*AIM OF THE EXERCISE:* Show every line of the items below that contains the string "street", treating uppercase and lowercase letters as distinct.

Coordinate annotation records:
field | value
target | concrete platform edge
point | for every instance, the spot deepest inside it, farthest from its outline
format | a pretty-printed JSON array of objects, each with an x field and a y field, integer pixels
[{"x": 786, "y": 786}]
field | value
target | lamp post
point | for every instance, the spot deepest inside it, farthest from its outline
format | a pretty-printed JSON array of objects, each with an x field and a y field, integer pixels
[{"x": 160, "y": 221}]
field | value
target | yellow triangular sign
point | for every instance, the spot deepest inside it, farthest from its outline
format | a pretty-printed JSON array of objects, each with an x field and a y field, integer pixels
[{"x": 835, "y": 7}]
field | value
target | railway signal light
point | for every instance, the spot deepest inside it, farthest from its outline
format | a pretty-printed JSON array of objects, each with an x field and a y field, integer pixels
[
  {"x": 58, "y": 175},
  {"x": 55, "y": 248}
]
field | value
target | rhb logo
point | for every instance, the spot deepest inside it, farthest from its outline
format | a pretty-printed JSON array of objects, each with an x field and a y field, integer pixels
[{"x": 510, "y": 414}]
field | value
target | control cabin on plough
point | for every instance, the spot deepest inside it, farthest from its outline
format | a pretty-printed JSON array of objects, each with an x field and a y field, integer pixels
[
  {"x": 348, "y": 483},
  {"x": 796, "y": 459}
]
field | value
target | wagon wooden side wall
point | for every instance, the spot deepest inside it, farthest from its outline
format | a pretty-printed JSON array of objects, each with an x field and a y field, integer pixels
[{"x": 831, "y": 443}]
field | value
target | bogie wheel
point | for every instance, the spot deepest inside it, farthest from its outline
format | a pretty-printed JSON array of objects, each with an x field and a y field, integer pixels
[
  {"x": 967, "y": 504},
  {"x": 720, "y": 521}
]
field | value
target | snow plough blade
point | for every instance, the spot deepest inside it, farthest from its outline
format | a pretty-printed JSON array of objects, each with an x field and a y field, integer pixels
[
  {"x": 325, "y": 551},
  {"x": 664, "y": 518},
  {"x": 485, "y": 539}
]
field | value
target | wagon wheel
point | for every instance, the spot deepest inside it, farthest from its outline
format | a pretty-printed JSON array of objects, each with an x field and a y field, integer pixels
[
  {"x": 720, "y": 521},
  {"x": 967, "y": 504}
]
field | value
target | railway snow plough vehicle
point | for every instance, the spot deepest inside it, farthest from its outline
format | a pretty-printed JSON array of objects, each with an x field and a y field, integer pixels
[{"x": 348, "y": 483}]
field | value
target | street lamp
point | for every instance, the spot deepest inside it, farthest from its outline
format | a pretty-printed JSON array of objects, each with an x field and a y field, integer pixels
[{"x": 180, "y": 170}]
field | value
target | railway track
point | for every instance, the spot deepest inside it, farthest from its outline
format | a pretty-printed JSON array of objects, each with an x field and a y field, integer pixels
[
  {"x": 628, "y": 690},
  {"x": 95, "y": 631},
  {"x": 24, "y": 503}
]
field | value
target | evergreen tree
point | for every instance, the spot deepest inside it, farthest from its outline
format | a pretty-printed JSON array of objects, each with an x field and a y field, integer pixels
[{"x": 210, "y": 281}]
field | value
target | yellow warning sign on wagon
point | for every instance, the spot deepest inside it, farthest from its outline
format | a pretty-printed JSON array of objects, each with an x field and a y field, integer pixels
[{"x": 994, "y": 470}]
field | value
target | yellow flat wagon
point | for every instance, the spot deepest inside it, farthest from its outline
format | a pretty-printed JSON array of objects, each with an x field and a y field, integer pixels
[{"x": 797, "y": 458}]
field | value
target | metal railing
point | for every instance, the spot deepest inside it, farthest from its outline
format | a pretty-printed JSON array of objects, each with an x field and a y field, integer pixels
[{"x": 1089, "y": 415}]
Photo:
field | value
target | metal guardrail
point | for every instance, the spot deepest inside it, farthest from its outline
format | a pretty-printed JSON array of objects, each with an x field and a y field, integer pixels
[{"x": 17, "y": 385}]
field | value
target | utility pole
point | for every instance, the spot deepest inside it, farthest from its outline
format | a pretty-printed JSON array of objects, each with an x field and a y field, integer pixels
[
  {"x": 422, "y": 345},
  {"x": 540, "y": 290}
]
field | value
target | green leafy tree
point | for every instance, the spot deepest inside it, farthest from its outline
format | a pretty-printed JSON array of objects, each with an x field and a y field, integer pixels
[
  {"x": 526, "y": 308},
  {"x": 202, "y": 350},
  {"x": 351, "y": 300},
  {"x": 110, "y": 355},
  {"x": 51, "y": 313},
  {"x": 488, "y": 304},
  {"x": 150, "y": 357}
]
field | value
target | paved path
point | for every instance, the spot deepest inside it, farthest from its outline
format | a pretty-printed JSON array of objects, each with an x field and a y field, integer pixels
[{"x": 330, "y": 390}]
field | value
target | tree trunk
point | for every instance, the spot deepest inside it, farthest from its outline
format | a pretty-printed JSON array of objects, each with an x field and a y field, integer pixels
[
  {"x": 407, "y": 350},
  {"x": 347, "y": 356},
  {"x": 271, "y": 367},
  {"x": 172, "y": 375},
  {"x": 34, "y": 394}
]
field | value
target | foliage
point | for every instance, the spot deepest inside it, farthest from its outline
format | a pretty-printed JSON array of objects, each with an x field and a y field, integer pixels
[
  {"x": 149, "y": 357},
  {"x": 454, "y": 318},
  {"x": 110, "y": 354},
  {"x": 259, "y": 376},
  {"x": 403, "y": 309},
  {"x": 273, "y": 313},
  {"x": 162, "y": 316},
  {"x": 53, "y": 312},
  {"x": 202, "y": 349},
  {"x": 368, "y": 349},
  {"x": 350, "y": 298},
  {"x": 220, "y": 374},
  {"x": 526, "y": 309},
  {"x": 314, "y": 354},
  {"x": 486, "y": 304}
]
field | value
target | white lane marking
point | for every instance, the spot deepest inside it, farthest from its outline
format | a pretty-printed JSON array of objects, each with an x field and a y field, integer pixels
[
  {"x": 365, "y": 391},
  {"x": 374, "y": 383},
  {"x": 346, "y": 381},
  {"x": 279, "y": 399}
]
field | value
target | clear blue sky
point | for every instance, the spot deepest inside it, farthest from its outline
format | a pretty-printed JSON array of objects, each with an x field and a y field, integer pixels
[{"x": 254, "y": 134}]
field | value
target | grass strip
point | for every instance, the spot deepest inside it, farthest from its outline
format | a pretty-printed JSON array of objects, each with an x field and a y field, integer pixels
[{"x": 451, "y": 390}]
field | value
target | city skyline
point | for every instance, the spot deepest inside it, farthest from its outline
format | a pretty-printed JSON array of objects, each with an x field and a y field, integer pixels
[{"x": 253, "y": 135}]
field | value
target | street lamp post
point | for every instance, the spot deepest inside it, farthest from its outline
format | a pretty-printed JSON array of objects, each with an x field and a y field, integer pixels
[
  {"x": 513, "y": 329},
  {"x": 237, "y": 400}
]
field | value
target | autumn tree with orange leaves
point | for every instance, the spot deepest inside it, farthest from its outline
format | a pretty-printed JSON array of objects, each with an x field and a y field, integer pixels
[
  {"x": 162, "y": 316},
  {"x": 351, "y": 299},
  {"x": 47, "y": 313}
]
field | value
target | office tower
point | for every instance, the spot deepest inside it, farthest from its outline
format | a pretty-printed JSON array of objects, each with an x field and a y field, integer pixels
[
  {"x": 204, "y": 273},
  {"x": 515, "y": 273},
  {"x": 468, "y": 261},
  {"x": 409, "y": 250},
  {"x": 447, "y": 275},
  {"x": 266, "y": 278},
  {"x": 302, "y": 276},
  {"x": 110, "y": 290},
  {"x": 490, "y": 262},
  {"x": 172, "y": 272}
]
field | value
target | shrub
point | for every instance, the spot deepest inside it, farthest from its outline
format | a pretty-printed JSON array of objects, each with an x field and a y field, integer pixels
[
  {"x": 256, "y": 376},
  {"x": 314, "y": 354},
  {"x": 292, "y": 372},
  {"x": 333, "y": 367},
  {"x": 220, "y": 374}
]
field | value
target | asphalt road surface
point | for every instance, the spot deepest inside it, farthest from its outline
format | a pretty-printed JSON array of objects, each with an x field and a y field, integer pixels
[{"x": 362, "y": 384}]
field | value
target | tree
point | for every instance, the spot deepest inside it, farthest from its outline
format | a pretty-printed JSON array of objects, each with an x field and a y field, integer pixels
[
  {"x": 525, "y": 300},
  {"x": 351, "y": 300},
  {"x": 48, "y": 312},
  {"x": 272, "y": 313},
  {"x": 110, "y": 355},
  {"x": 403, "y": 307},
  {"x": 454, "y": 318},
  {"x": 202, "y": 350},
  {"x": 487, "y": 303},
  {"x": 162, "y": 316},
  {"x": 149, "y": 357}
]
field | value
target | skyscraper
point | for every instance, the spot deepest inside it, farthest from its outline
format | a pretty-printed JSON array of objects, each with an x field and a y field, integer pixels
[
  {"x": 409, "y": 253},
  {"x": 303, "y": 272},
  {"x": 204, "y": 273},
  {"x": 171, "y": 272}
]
==
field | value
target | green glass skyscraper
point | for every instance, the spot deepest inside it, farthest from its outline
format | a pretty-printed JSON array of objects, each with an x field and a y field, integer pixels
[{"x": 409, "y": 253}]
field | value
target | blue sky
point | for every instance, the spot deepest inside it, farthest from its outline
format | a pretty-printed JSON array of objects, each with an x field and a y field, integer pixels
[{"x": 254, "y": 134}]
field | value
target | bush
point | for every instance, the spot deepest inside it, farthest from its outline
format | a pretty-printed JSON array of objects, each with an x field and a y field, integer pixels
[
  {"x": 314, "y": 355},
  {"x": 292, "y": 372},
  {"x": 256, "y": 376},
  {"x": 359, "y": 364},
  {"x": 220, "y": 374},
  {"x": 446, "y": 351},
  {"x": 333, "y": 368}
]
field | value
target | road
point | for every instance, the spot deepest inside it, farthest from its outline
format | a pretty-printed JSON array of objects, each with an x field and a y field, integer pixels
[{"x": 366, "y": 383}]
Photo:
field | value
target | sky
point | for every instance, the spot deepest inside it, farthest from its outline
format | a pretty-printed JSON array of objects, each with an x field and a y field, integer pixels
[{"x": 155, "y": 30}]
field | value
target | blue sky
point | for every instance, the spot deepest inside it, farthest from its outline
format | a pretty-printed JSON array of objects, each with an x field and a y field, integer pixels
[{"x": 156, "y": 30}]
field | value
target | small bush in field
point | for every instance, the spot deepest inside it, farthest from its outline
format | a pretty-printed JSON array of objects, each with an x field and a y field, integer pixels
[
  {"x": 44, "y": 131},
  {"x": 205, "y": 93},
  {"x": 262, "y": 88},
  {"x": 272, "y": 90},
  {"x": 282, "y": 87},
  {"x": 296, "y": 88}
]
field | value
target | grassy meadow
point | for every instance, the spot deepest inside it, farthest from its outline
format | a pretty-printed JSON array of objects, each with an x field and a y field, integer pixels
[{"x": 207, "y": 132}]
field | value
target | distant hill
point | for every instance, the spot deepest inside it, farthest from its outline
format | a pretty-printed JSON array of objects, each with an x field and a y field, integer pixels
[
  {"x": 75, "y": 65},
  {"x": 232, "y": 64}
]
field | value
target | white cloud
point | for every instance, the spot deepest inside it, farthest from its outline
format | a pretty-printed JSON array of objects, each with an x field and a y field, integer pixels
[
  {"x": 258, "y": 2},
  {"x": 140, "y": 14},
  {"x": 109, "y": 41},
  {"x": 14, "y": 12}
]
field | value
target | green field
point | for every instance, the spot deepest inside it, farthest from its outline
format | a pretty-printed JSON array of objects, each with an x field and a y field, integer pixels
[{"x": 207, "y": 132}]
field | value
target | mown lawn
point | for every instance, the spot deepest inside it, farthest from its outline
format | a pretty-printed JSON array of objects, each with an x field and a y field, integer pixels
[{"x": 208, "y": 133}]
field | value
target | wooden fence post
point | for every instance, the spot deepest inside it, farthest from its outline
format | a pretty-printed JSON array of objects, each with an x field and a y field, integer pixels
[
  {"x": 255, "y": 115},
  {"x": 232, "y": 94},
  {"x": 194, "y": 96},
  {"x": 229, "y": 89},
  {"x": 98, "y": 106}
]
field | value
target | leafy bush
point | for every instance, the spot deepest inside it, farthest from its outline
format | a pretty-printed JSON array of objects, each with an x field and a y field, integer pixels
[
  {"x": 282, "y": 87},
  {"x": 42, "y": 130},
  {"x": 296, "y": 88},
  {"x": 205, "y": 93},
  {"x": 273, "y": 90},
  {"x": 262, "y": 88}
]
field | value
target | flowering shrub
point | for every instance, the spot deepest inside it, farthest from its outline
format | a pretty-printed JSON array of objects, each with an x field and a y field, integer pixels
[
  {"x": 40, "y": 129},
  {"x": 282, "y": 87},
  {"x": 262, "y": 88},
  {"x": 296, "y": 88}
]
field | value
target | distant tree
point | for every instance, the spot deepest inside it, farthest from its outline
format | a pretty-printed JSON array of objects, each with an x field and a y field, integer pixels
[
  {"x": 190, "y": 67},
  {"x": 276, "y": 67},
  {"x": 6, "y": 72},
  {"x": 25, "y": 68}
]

*TASK RESULT:*
target | street lamp
target | street lamp post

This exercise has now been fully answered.